- Short task -
Render the material below as a Markdown table with the columns "Row" and "Line": give each line its own row, number the rows in order, and omit blank lines. Leave the pictures out of the table.

>> START Dataset

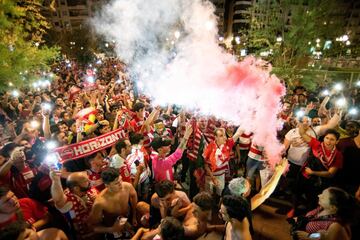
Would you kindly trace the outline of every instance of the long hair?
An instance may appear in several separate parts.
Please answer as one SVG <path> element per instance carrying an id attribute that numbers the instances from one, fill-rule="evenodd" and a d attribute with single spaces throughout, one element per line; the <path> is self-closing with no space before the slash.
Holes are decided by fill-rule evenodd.
<path id="1" fill-rule="evenodd" d="M 341 188 L 330 187 L 330 204 L 337 208 L 336 215 L 342 224 L 354 224 L 359 218 L 359 204 Z"/>
<path id="2" fill-rule="evenodd" d="M 242 197 L 226 195 L 222 200 L 222 204 L 225 206 L 229 217 L 235 218 L 240 222 L 242 222 L 244 218 L 247 218 L 250 225 L 249 227 L 250 233 L 251 235 L 254 234 L 251 208 L 246 199 Z"/>

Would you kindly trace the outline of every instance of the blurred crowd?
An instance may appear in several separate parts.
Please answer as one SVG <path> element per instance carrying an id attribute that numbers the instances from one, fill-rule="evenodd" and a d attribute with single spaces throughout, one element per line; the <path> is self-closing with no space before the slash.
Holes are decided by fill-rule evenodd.
<path id="1" fill-rule="evenodd" d="M 153 105 L 117 59 L 40 75 L 0 95 L 0 239 L 256 239 L 274 191 L 289 239 L 359 239 L 356 84 L 288 89 L 271 168 L 253 133 Z"/>

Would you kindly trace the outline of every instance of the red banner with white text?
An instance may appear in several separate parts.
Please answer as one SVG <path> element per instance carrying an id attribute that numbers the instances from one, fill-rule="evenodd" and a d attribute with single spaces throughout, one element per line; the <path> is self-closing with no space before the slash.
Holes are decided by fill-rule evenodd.
<path id="1" fill-rule="evenodd" d="M 63 163 L 69 160 L 83 158 L 105 148 L 111 147 L 120 139 L 125 137 L 126 133 L 123 129 L 116 129 L 96 138 L 56 148 L 53 152 L 59 154 L 60 162 Z"/>

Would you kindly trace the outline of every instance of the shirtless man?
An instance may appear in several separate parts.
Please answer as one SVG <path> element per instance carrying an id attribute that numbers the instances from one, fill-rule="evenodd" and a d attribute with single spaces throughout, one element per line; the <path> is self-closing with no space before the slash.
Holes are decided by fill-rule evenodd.
<path id="1" fill-rule="evenodd" d="M 123 239 L 124 229 L 129 226 L 126 218 L 129 216 L 131 204 L 131 223 L 136 222 L 137 195 L 134 187 L 123 182 L 119 171 L 108 168 L 101 173 L 105 189 L 96 197 L 92 207 L 89 223 L 94 226 L 94 232 L 105 233 L 106 239 Z"/>
<path id="2" fill-rule="evenodd" d="M 155 193 L 151 197 L 151 206 L 160 210 L 161 219 L 167 216 L 181 218 L 183 222 L 193 219 L 189 198 L 185 192 L 175 190 L 174 183 L 170 180 L 162 180 L 155 185 Z M 156 214 L 153 213 L 153 215 L 155 216 Z M 193 220 L 196 221 L 196 219 Z M 158 223 L 160 219 L 154 219 L 153 221 Z M 160 231 L 161 228 L 159 226 L 146 232 L 142 239 L 153 239 L 157 234 L 160 234 Z"/>

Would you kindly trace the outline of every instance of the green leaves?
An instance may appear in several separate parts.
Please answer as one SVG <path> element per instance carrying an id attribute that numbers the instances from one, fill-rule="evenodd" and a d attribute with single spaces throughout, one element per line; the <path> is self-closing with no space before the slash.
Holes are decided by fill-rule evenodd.
<path id="1" fill-rule="evenodd" d="M 29 84 L 58 55 L 58 48 L 35 44 L 43 42 L 49 28 L 40 13 L 41 2 L 0 0 L 0 91 L 9 89 L 9 83 L 14 87 Z"/>
<path id="2" fill-rule="evenodd" d="M 341 1 L 336 0 L 257 1 L 250 8 L 255 13 L 250 29 L 244 32 L 248 38 L 247 46 L 255 55 L 271 49 L 272 54 L 267 60 L 289 86 L 306 82 L 311 79 L 303 75 L 304 69 L 313 61 L 311 47 L 321 52 L 322 57 L 338 53 L 334 44 L 326 51 L 323 47 L 326 40 L 334 42 L 336 37 L 345 34 L 345 16 L 338 14 L 339 4 Z M 282 41 L 277 41 L 277 37 Z"/>

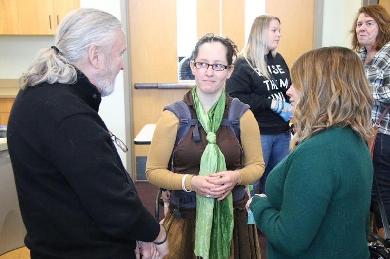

>> END Dataset

- Exercise output -
| Row | Line |
|---|---|
| 1 | Would you kindly trace the outline of every instance of the long hair? |
| 2 | An instance may appear in several separate parts. |
| 3 | Please answer as one SVG <path> element per instance carrying an id attribute that numbers the instances from one, fill-rule="evenodd" and a d attribute with single spaces throughout, one element per line; the <path> is self-closing with no space before the slash. |
| 4 | Holes are decided by fill-rule evenodd. |
| 5 | <path id="1" fill-rule="evenodd" d="M 341 188 L 330 187 L 330 204 L 337 208 L 336 215 L 342 224 L 354 224 L 359 218 L 359 204 Z"/> |
| 6 | <path id="2" fill-rule="evenodd" d="M 242 197 L 226 195 L 222 200 L 222 204 L 225 206 L 229 217 L 235 218 L 240 222 L 242 222 L 244 218 L 247 218 L 250 225 L 249 227 L 250 233 L 251 235 L 254 234 L 251 208 L 246 199 Z"/> |
| 7 | Would you kindly trace the outline of every instance of the blurred crowd? |
| 8 | An instance may appear in several separate parts. |
| 9 | Please answer as one SVG <path> element per instance carrying an id attribute that numbers the instances from one, fill-rule="evenodd" and a d attribute with single spaces throughout, one element per line; the <path> is self-closing with no space before the slash. |
| 10 | Holes are decided by fill-rule evenodd. |
| 11 | <path id="1" fill-rule="evenodd" d="M 153 105 L 117 59 L 40 75 L 0 95 L 0 239 L 256 239 L 274 191 L 289 239 L 359 239 L 356 84 L 288 89 L 271 168 L 253 133 Z"/> |
| 12 | Would you kindly trace the outline of every instance of the red banner with white text? |
| 13 | An instance may appear in several separate parts. |
| 14 | Please answer as one SVG <path> element per instance carrying an id attribute that numbers the instances from one, fill-rule="evenodd" and a d attribute with single spaces throughout, one element per line; the <path> is self-closing with no space before the slash. |
| 15 | Holes are decided by fill-rule evenodd. |
| 16 | <path id="1" fill-rule="evenodd" d="M 63 163 L 69 160 L 83 158 L 105 148 L 111 147 L 120 139 L 125 137 L 126 133 L 123 129 L 116 129 L 96 138 L 56 148 L 53 152 L 59 154 L 60 162 Z"/> |
| 17 | Would you kindly trace the outline of every instance of the shirtless man? |
| 18 | An instance may appear in several separate parts. |
| 19 | Please answer as one SVG <path> element per instance carrying an id attribute that numbers the instances from one, fill-rule="evenodd" and a d attribute with single spaces throughout, one element per line; the <path> is self-closing with no space before the slash. |
| 20 | Holes are decided by fill-rule evenodd. |
| 21 | <path id="1" fill-rule="evenodd" d="M 123 239 L 124 229 L 129 226 L 126 218 L 129 216 L 131 204 L 131 223 L 136 222 L 137 195 L 134 187 L 123 182 L 119 171 L 108 168 L 101 173 L 105 189 L 96 197 L 92 207 L 89 223 L 94 226 L 94 232 L 105 233 L 106 239 Z"/> |
| 22 | <path id="2" fill-rule="evenodd" d="M 155 193 L 151 197 L 151 206 L 160 210 L 161 219 L 167 216 L 181 218 L 183 222 L 193 219 L 189 198 L 185 192 L 175 190 L 174 183 L 170 180 L 162 180 L 155 185 Z M 156 214 L 153 213 L 153 215 L 155 216 Z M 193 220 L 196 221 L 196 219 Z M 158 223 L 160 219 L 154 219 L 153 221 Z M 160 231 L 161 228 L 159 226 L 146 232 L 142 239 L 153 239 L 157 234 L 160 234 Z"/> |
| 23 | Would you kindly trace the outline of every instance of the green leaves? |
| 24 | An instance may appear in several separate parts. |
| 25 | Please answer as one SVG <path> element per instance carrying an id attribute that numbers the instances from one, fill-rule="evenodd" and a d attribute with single spaces throughout, one element per line; the <path> is self-closing with no space before the slash. |
| 26 | Holes are decided by fill-rule evenodd. |
| 27 | <path id="1" fill-rule="evenodd" d="M 29 84 L 58 55 L 58 48 L 35 44 L 43 42 L 49 28 L 40 13 L 41 2 L 0 0 L 0 91 L 9 89 L 9 83 L 14 87 Z"/> |
| 28 | <path id="2" fill-rule="evenodd" d="M 341 1 L 336 0 L 257 1 L 250 8 L 255 13 L 250 29 L 244 32 L 248 38 L 247 46 L 255 55 L 271 49 L 272 54 L 267 60 L 289 86 L 306 82 L 311 79 L 303 75 L 304 69 L 313 61 L 311 47 L 321 52 L 322 57 L 338 53 L 334 44 L 326 51 L 323 47 L 326 40 L 334 42 L 336 37 L 345 34 L 345 16 L 338 14 L 339 4 Z M 282 41 L 277 41 L 277 37 Z"/> |